▸ Texto de lectura:
════

Una mujer se dispone a dormir en un vagón de tren, enfundada en una piyama de seda azul. Ha tomado un somnífero para viajar como si flotara. Sin embargo, antes de que la pastilla surta efecto, inicia otra travesía: una revista que creía tener bien guardada cae a sus pies, y no puede evitar la lectura o, más precisamente, la relectura, pues quien escribe es Guillermo, su marido, del que se encuentra separada, pero que le ha dado a leer todos sus manuscritos.

Así comienza “Mephispto-Waltzer”, uno de los relatos más excepcionales del idioma, escrito por Sergio Pitol en Moscú en 1979, y publicado en su libro Nocturno de Bujara, de 1981.

La protagonista, que carece de nombre en el relato, se encuentra en un paréntesis de su vida; ha interrumpido su matrimonio y experimenta “el sobrio placer de vivir separados”.

La revista, y el cuento que ahí publica Guillermo, la devuelven a una realidad que no quería encarar. Leer el texto significa, en cireta forma, leerse a sí misma, recuperar escenas de su propia vida, establecer resonancias con algo que ya parecía disuelto en el pasado.

La separación de Guillermo la ha llevado a descubrir su voz como autora. En los últimos meses, ha podido trabajar con fluidez en una monografía sobre la pintura de Agustín Lazo. Se siente más libre, más segura.

Leer el cuento implica volver a los días en los que la voz preeminente era la de él, el escritor de la pareja. El cuento trata de un concierto en Viena donde un virtuoso interpreta el “Mephisto-Waltzer”, de Franz Liszt. Thomas Mann exploró en Doktor Faustus los enigmas del talento musical que, al desbordarse, parece requerir de una explicación diabólica. Paul Valéry sintió el mismo encantamiento y lo resumió en una frase: “¡El estilo es… el Diablo!”

Pitol agrega un capítulo esencial a tema canónico: el pacto fáustico. Guillermo, protagonista del relato y autor del cuento que la mujer lee en el tren, no es gran conocedor de música. Su trama se basa en un concierto que presenció en compañía de su esposa en París, pero traslada la escena a Viena, donde ha pasado una temporada reciente.

A ella nunca le ha convencido lo que escribe su marido. Se define  ante él como “el abogado del diablo”. Busca fisuras y defectos en sus textos, con un celo acrecentado por la cercanía y el trato de muchos años, cosa que él agradece y necesita.

Esa noche en el tren, vuelve a juzgar con severidad a Guillermo. El cuento le parece interesante pero mal resuelto. A diferencia del pianista, el narrador no descubre su propia fuerza ni se entrega a ella.

El “Mephisto-Walzer” de Liszt está inspirado en el momento en que el diablo aparece ante Fausto en el Auerbachs Keller, taberna de Leipzig. El compositor revive en el teclado el impulso demoníaco del pacto fáustico. Guillermo es incapaz de esa pasión. No hay mejor testigo para ello que su mujer, el abogado del diablo.

════

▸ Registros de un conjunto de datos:
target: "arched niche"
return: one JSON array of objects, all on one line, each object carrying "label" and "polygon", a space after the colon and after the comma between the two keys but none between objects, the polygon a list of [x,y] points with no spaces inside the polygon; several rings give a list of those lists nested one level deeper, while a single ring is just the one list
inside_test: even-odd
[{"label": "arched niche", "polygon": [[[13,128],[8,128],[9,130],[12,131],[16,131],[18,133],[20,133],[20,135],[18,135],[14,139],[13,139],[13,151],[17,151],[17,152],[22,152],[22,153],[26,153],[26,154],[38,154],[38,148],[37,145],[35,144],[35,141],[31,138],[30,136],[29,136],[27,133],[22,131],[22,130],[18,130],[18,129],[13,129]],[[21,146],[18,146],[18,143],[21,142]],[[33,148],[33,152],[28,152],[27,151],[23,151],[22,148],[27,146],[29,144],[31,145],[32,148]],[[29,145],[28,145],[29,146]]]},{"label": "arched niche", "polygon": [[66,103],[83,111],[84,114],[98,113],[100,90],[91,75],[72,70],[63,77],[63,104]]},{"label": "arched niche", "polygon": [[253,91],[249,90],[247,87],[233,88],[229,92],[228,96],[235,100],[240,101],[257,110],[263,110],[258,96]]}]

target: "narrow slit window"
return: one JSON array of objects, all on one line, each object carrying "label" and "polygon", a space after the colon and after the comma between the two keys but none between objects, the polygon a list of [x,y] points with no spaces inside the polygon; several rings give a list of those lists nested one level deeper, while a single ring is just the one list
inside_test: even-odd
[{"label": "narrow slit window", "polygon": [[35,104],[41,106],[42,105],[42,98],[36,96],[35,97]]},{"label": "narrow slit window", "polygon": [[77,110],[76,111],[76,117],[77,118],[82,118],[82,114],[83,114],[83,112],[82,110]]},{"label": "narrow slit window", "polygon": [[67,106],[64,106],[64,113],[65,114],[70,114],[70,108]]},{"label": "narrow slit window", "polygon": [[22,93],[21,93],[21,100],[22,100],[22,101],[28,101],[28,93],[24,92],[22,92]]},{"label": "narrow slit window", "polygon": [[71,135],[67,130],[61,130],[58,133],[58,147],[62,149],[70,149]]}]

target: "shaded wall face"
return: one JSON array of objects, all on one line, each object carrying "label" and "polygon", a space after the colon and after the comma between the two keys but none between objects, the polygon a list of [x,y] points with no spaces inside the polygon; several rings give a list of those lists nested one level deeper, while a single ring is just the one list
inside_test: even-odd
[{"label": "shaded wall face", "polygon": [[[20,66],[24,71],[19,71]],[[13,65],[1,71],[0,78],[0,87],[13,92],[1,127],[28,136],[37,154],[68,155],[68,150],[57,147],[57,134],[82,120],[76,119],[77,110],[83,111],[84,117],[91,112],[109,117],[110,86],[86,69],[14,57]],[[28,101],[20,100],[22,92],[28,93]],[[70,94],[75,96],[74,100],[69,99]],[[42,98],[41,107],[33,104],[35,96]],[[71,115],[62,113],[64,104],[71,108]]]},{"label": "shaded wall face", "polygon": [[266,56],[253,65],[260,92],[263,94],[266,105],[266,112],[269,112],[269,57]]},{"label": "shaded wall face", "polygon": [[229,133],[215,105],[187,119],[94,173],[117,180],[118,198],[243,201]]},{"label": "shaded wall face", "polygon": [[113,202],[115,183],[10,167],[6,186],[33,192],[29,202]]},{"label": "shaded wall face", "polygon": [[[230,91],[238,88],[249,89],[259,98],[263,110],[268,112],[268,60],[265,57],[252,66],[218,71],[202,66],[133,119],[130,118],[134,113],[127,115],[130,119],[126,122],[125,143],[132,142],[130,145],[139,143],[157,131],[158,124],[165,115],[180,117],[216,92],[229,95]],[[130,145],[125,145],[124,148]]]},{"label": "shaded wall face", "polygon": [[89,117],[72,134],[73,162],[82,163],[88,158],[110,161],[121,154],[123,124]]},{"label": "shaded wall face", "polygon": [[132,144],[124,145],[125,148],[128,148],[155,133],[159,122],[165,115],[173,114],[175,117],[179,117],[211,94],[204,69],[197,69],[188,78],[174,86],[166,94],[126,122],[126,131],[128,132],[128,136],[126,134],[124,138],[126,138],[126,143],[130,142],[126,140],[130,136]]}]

════

▸ Problema 1:
Indica si cada afirmación concuerda con el texto sobre el relato de Sergio Pitol y responde sí o no, citando las palabras del texto que lo deciden. (a) Pitol escribió el relato en Moscú en 1979. (b) Guillermo es un gran conocedor de música. (c) La protagonista tiene nombre en el relato.
▸ Problema 2:
Según el texto sobre el relato de Sergio Pitol, ¿en qué ciudad presenció Guillermo, junto con su esposa, el concierto en que se basa su trama?
▸ Problema 3:
Prosigue el texto sobre el relato de Sergio Pitol a partir de su última oración.

▸ Espacio de respuesta 1:
(a) Sí: «escrito por Sergio Pitol en Moscú en 1979».
(b) No: «no es gran conocedor de música».
(c) No: «carece de nombre en el relato».

▸ Espacio de respuesta 2:
En París.

▸ Espacio de respuesta 3:
Pitol escribe un relato maestro con el desperdicio de otra historia. Guillermo no consigue rematar su trama. De la tensión entre esa escritura fallida y la interpretación de otro personaje, la mujer que lo critica, surge un relato único.

Guillermo no entiende de música pero pretende hacerlo. Para escribir su cuento, parece haberse basado en las notas de algún programa de mano o en un ensayo sobre Liszt; lo cierto es que reproduce opiniones que no ha asimilado. Hay varios niveles de impostura en el relato. El primero de ellos es la música misma. A lo largo de quince años de relación, fue ella quien se interesó en oír conciertos. Él la siguió con tranquila aquiescencia, fingiendo reconocer las obras más evidentes, pero casi siempre perdido en el bosque sonoro. Sólo una vez mostró fervor por el tema. Fue en Roma, cuando escucharon a Sviatioslav Richter interpretar el Carnaval de Schumann. En aquella ocasión, Guillermo se exaltó en forma inopinada, acusó al virtuoso de militarizar la partitura y esquivar la impronta lírica del romanticismo alemán; criticó a la obsecuente multitud que ovacionaba al pianista y peroró sin freno hasta que ella le dijo: “por favor, Guillermo, no digas tonterías”. A continuación, se precipitó en un mutismo hermético y no aportó una sola palabra durante la cena.

A ella le sorprendió el exabrupto, pero no lo tomó mayormente en cuenta. Sin embargo, al leer el cuento mientras viaja en tren, el episodio cobra otro peso. Ella había interpretado la música para él y lo había guiado entre los sonidos. ¿De dónde venía el súbito afán decir algo propio, caprichoso, intemperado?

Fueron a aquel concierto en compañía de Ignazio, un amigo italiano que acompañó a la pareja. No sabemos nada de este personaje, pero su mención en un cuento de efectos tan calculados no puede ser casual. Después del concierto, Ignazio lleva a la pareja una trattoria en Trastevere, una fonda “más allá del río”. Han cruzado una frontera.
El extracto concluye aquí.